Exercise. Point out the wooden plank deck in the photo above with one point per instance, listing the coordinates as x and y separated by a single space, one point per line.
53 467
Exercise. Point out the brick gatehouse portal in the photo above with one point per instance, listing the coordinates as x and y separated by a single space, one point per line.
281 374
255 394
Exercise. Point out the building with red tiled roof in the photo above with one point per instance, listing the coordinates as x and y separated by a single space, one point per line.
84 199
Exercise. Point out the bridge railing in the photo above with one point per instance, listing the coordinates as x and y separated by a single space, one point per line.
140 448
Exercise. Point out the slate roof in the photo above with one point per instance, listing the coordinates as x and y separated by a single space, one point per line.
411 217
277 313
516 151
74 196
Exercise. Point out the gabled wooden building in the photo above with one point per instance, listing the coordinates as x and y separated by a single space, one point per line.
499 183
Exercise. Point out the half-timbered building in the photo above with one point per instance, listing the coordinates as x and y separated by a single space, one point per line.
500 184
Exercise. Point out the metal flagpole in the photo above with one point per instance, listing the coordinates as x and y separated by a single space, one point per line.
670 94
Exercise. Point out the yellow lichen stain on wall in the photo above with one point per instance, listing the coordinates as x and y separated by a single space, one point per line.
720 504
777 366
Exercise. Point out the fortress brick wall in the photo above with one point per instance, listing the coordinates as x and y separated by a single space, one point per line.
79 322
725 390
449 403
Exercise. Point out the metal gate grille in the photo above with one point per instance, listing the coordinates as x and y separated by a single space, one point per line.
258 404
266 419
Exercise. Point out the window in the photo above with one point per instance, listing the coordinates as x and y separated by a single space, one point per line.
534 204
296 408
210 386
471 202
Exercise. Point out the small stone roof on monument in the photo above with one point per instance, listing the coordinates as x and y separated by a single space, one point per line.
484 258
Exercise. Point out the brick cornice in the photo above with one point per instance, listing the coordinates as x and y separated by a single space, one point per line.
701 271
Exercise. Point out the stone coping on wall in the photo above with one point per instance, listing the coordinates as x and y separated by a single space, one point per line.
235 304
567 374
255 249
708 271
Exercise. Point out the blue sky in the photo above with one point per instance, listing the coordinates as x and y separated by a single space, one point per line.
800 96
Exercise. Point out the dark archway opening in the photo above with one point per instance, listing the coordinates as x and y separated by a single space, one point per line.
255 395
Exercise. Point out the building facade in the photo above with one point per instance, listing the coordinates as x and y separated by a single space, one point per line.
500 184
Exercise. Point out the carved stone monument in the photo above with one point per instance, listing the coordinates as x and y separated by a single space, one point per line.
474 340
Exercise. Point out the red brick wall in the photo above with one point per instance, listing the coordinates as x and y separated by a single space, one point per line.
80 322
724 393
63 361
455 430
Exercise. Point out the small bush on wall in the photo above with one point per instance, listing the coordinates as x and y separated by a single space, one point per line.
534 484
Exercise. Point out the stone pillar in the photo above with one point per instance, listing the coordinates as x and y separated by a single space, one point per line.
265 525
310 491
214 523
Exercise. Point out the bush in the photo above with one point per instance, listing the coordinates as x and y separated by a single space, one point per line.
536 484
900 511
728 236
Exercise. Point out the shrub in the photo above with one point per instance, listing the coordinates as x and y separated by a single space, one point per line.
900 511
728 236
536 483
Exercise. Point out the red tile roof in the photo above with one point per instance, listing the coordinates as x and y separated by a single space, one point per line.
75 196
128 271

=====

Convert every line of the records above into a JSON array of strings, with one string per line and blank lines omitted.

[
  "Exercise. Point out the wooden plank deck in the photo above with one point per instance, listing the coordinates as x and y separated by a single space, one point per line.",
  "53 467",
  "Exercise. Point out the brick gatehouse portal in the photo above with one point per instance, listing the coordinates as x and y separated by a single space, one point per line.",
  "281 374",
  "255 394",
  "Exercise. Point out the building with red tiled roof in the photo above with one point per instance, listing the coordinates as x and y separated by a single space, one point per line.",
  "84 199",
  "Exercise. Point out the bridge railing in the photo above with one point per instance, listing the coordinates as x and y separated by a single space, one point per line.",
  "140 448",
  "Exercise. Point out the slate roof in the photo above with one point per instance, listing the coordinates as x and y separated by a single space, one point per line.",
  "411 217",
  "277 313",
  "516 151",
  "74 196",
  "Exercise. Point out the gabled wooden building in the photo above with one point per instance, listing the coordinates as x and y separated by a single space, one point per line.",
  "499 183",
  "Exercise. Point out the half-timbered building in the photo above with one point per instance, listing the coordinates as x and y separated by a single space, one point per line.",
  "500 184",
  "Exercise. Point out the metal flagpole in the photo above with one point per instance, listing the coordinates as x and y separated by a single space, one point per line.",
  "670 94",
  "Exercise. Point out the yellow lichen stain on wall in the photo above with one point per instance, listing the coordinates as x and y separated by a single space, one point per line.",
  "720 504",
  "777 366",
  "Exercise. Point out the fortress brick wall in the photo above with one point per instance, listing the coordinates as x and y separated by a single space, one point per line.",
  "79 322",
  "725 390",
  "449 403",
  "Exercise. Point out the metal gate grille in the photo above with one point per instance, listing the coordinates as x and y separated by a single space, one point per line.",
  "258 404",
  "266 419",
  "Exercise. Point out the window in the photo above with one point per instance, listing the coordinates as x and y separated by a single space, one point per line.",
  "534 204",
  "296 408",
  "210 386",
  "471 202",
  "Exercise. Point out the small stone roof on monument in the photo above with one point per instance, listing the coordinates as x and y separated by a single space, one point per line.",
  "484 258",
  "Exercise. Point out the brick cornice in the photo above with one point per instance, listing the coordinates as x and y separated by a single space, one point per line.",
  "701 271",
  "Exercise. Point out the stone coping on wall in the photo above with one point per instance, listing the coordinates as x and y separated by a single space, one point per line.",
  "235 304",
  "567 374",
  "255 249",
  "708 271",
  "Exercise. Point out the blue sky in the photo above with one point per instance, listing the coordinates as x and y separated by a single space, one point per line.",
  "800 96",
  "Exercise. Point out the dark archway opening in the photo above with one point per instance, listing the coordinates as x and y separated by a single space, one point per line.",
  "255 395",
  "Exercise. Point out the building facade in the photo above with one point per instance, listing the coordinates as x and y separated by a single space, one point per line.",
  "500 184",
  "Exercise. Point out the carved stone monument in the photo above with one point per instance, listing the coordinates as x and y separated by a single space, one point per line.",
  "474 340",
  "Exercise. Point out the red brick wall in the photo above with one point per instance, listing the coordinates as x and y separated by a single space, one point per line.",
  "80 322",
  "724 393",
  "63 361",
  "455 430",
  "Exercise. Point out the small bush on wall in the photo above with one point per instance, listing the coordinates as x and y separated by a single space, one point per line.",
  "534 484",
  "Exercise. Point out the stone pillar in the photo above with one point per instance, listing the coordinates as x and y separated by a single space, one point per line.",
  "265 525",
  "310 491",
  "214 523",
  "Exercise. Point out the bush in the photo above with one point per instance, listing the coordinates as x and y separated by a single space, one point per line.",
  "536 484",
  "900 511",
  "728 236",
  "Exercise. Point out the shrub in the photo above with one point per instance, listing the coordinates as x and y separated by a single space, one point per line.",
  "900 511",
  "728 236",
  "536 483",
  "Exercise. Point out the red tile roof in the photo above with one point per instance, listing the coordinates as x and y separated by a single space, one point per line.",
  "75 196",
  "128 271"
]